**Assigned task**
Your answer must repeat the full listing, line for line.

**Information provided**
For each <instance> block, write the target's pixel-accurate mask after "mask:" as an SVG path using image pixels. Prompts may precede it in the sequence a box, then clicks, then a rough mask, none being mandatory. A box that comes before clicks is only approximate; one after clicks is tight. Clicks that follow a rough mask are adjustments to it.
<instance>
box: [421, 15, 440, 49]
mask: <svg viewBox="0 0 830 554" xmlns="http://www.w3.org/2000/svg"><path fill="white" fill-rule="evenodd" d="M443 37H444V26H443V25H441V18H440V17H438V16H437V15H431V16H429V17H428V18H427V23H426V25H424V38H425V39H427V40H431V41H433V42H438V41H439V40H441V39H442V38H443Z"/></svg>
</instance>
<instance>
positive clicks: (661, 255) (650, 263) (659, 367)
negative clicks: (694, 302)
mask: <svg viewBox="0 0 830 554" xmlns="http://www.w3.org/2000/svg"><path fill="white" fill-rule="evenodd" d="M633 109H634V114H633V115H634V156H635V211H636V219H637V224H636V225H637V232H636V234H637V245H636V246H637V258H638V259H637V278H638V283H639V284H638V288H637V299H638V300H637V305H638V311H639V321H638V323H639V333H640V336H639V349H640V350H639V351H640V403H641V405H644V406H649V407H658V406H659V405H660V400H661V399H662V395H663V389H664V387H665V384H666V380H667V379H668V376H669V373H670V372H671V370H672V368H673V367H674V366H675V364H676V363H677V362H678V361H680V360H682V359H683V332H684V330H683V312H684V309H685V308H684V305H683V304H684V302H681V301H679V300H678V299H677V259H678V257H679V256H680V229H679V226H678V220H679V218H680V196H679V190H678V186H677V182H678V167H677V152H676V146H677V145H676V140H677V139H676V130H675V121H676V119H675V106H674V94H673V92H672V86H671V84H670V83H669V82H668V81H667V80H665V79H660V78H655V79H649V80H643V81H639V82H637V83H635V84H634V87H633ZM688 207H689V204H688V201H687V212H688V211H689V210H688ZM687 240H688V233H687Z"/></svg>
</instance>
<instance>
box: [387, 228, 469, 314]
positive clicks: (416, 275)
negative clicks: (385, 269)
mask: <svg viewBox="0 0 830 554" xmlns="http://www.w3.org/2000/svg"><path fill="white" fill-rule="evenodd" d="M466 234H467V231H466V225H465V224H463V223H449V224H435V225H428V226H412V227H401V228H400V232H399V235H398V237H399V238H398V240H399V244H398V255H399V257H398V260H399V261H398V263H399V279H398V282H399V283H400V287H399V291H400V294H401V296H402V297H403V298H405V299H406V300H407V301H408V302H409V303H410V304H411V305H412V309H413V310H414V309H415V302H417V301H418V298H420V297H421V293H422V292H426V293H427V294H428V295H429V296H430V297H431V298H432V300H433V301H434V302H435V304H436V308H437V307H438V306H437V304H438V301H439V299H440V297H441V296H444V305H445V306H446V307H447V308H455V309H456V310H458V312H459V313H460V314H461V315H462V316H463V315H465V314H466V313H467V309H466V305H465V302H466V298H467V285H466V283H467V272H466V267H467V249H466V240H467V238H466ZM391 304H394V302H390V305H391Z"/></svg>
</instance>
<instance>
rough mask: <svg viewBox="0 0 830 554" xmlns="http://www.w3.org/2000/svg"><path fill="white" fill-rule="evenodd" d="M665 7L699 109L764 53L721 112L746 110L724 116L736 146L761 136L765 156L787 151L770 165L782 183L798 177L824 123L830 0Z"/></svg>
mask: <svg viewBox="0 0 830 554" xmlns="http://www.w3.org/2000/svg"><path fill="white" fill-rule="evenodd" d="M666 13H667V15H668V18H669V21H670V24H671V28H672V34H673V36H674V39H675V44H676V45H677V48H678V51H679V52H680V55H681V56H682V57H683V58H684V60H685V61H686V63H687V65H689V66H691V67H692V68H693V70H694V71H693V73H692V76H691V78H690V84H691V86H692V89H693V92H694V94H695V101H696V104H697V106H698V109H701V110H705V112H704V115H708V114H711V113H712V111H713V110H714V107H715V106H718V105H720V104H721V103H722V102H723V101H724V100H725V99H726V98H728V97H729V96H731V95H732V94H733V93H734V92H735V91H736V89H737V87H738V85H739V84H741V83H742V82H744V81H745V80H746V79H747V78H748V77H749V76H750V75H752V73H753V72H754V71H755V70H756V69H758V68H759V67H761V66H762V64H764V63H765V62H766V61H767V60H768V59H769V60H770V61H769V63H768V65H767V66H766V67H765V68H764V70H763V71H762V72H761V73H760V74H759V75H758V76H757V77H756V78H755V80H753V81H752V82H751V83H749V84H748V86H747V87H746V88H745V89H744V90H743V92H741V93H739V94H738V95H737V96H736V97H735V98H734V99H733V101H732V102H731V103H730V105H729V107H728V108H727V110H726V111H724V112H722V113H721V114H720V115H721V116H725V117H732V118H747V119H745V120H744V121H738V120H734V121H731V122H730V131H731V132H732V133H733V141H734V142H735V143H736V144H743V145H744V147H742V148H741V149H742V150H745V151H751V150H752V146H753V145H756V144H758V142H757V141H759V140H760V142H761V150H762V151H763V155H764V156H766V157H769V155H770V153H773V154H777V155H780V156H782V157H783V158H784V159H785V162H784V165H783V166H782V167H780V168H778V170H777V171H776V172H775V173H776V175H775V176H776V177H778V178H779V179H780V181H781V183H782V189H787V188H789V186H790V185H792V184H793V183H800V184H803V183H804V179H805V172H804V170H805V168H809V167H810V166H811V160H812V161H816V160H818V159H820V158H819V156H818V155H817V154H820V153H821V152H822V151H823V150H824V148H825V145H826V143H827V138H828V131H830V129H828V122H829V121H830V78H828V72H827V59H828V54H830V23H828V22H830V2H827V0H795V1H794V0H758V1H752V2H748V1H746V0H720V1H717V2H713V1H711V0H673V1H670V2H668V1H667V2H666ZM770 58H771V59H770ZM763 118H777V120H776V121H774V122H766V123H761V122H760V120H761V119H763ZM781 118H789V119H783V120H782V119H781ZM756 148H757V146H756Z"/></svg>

**Result of this exercise**
For each <instance> block, write the target's pixel-accurate mask after "mask:" as an SVG path using image pixels. Prompts may precede it in the sequence a box, then clicks, then a rough mask, none being mandatory. A box that comes before clicks is only approximate; one after clicks is tight. Clicks that follow a rough mask are adjustments to it.
<instance>
box: [421, 15, 440, 49]
mask: <svg viewBox="0 0 830 554" xmlns="http://www.w3.org/2000/svg"><path fill="white" fill-rule="evenodd" d="M443 37H444V26H443V25H441V18H440V17H438V16H437V15H431V16H429V17H428V18H427V23H426V25H424V38H425V39H427V40H431V41H433V42H438V41H439V40H441V39H442V38H443Z"/></svg>
</instance>
<instance>
positive clicks: (661, 255) (650, 263) (659, 367)
negative clicks: (694, 302)
mask: <svg viewBox="0 0 830 554" xmlns="http://www.w3.org/2000/svg"><path fill="white" fill-rule="evenodd" d="M633 109H634V114H633V115H634V156H635V211H636V219H637V224H636V225H637V232H636V234H637V245H636V246H637V258H638V259H637V278H638V283H639V284H638V288H637V299H638V300H637V305H638V311H639V321H638V323H639V333H640V336H639V349H640V350H639V351H640V403H641V405H644V406H649V407H658V406H659V405H660V400H661V399H662V395H663V389H664V387H665V384H666V380H667V379H668V376H669V373H670V372H671V370H672V368H673V367H674V366H675V364H676V363H677V362H678V361H680V360H682V359H683V332H684V330H683V312H684V309H685V308H684V305H683V304H684V302H681V301H679V300H678V299H677V259H678V257H679V256H680V229H679V226H678V220H679V218H680V196H679V190H678V186H677V182H678V167H677V152H676V146H677V145H676V140H677V139H676V130H675V121H676V119H675V106H674V94H673V92H672V86H671V84H670V83H669V82H668V81H667V80H665V79H660V78H655V79H649V80H643V81H639V82H637V83H635V84H634V87H633ZM688 207H689V204H688V201H687V212H688V211H689V210H688ZM687 240H688V233H687Z"/></svg>
</instance>
<instance>
box: [387, 228, 469, 314]
positive clicks: (416, 275)
negative clicks: (385, 269)
mask: <svg viewBox="0 0 830 554" xmlns="http://www.w3.org/2000/svg"><path fill="white" fill-rule="evenodd" d="M466 234H467V231H466V225H465V224H463V223H449V224H435V225H428V226H412V227H401V228H400V232H399V235H398V237H399V238H398V240H399V244H398V255H399V257H398V260H399V261H398V263H399V279H398V282H399V283H400V287H399V291H400V294H401V296H402V297H403V298H405V299H406V300H407V301H408V302H409V303H410V304H411V305H412V309H413V310H414V309H415V302H417V301H418V298H420V297H421V293H422V292H426V293H427V294H428V295H429V296H430V297H431V298H432V300H433V301H434V302H435V304H436V308H437V307H438V306H437V304H438V301H439V299H440V297H441V296H444V305H445V306H446V307H447V308H455V309H456V310H458V312H459V313H460V314H461V315H462V316H463V315H465V314H466V313H467V309H466V305H465V302H466V298H467V285H466V283H467V272H466V267H467V249H466V240H467V238H466ZM391 304H394V302H390V305H391Z"/></svg>
</instance>
<instance>
rough mask: <svg viewBox="0 0 830 554" xmlns="http://www.w3.org/2000/svg"><path fill="white" fill-rule="evenodd" d="M665 7L699 109L764 53L721 112L746 110L724 116L736 146L761 136L765 156L787 151L770 165L782 183L798 177L824 123L830 0Z"/></svg>
mask: <svg viewBox="0 0 830 554" xmlns="http://www.w3.org/2000/svg"><path fill="white" fill-rule="evenodd" d="M666 13H667V15H668V18H669V21H670V24H671V28H672V34H673V36H674V39H675V44H676V45H677V48H678V51H679V52H680V55H681V56H682V57H683V58H684V60H685V61H686V63H687V65H689V66H691V67H692V68H693V70H694V71H693V73H692V76H691V78H690V84H691V86H692V89H693V92H694V94H695V101H696V104H697V106H698V109H701V110H705V112H704V115H708V114H711V113H712V111H713V110H714V107H715V106H718V105H720V104H721V103H722V102H723V101H724V100H725V99H726V98H728V97H729V96H731V95H732V94H733V93H734V92H735V91H736V89H737V87H738V85H739V84H741V83H742V82H744V81H745V80H746V79H747V78H748V77H749V76H750V75H752V73H753V72H754V71H755V70H756V69H758V68H759V67H761V66H762V64H764V63H765V62H766V61H767V60H768V59H769V60H770V61H769V63H768V65H767V66H766V67H765V68H764V70H763V71H762V72H761V73H760V74H759V75H758V76H757V77H756V78H755V80H753V81H752V82H751V83H749V84H748V86H747V87H746V88H745V89H744V90H743V92H741V93H739V94H738V95H737V96H736V97H735V98H734V99H733V101H732V102H731V103H730V105H729V107H728V108H727V110H726V111H724V112H722V113H721V114H720V115H721V116H725V117H732V118H747V119H745V120H744V121H738V120H734V121H731V122H730V131H731V132H732V133H733V141H734V142H735V143H736V144H743V145H744V147H742V148H741V149H742V150H745V151H751V150H752V146H753V145H756V144H758V142H757V141H759V140H760V142H761V150H762V151H763V155H764V156H766V157H769V155H770V153H773V154H777V155H780V156H782V157H783V158H784V159H785V162H784V165H783V166H782V167H780V168H778V170H777V171H776V172H775V173H776V175H775V176H776V177H778V178H779V179H780V181H781V183H782V189H787V188H789V186H790V185H792V184H793V183H800V184H803V183H804V179H805V172H804V170H805V168H809V167H810V166H811V160H812V161H816V160H818V159H820V158H819V156H818V155H817V154H820V153H821V152H822V151H823V150H824V148H825V145H826V143H827V138H828V131H830V129H828V122H829V121H830V78H828V72H827V59H828V54H830V23H828V22H830V2H827V0H795V1H794V0H758V1H752V2H748V1H746V0H720V1H717V2H713V1H711V0H673V1H670V2H668V1H667V2H666ZM770 58H771V59H770ZM763 118H777V120H776V121H774V122H766V123H761V122H760V120H761V119H763ZM781 118H789V119H783V120H782V119H781ZM756 148H757V146H756Z"/></svg>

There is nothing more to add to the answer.